Start of Data in this exercise
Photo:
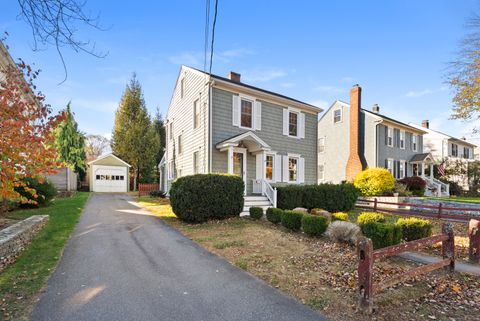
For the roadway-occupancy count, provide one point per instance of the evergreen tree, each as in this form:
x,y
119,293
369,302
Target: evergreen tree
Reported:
x,y
134,138
70,143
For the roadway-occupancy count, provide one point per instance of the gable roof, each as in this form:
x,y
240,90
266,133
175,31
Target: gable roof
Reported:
x,y
250,87
458,140
109,155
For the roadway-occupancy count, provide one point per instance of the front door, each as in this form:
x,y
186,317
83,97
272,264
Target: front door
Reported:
x,y
239,164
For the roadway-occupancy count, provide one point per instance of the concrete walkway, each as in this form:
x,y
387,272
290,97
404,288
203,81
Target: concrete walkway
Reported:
x,y
427,259
124,264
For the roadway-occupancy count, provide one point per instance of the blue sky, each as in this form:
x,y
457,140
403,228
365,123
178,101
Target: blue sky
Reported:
x,y
310,50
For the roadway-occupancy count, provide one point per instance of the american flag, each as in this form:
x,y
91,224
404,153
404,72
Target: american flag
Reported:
x,y
441,169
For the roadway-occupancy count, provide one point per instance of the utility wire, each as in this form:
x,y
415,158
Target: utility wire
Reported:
x,y
213,34
207,33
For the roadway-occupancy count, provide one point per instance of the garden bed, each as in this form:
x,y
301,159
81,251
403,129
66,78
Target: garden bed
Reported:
x,y
322,274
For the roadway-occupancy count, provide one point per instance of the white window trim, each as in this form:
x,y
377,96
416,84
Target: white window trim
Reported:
x,y
324,144
341,115
294,111
253,101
End of Data in this exercise
## The task
Pull out the lines from the one containing "of the white" through the last line of the items, and reproduce them verbatim.

## Reply
For the roadway-occupancy count, provide one point per instance of the white window trim, each as in this form:
x,y
377,96
416,84
Target: white window trim
Reported:
x,y
324,144
341,115
294,111
253,101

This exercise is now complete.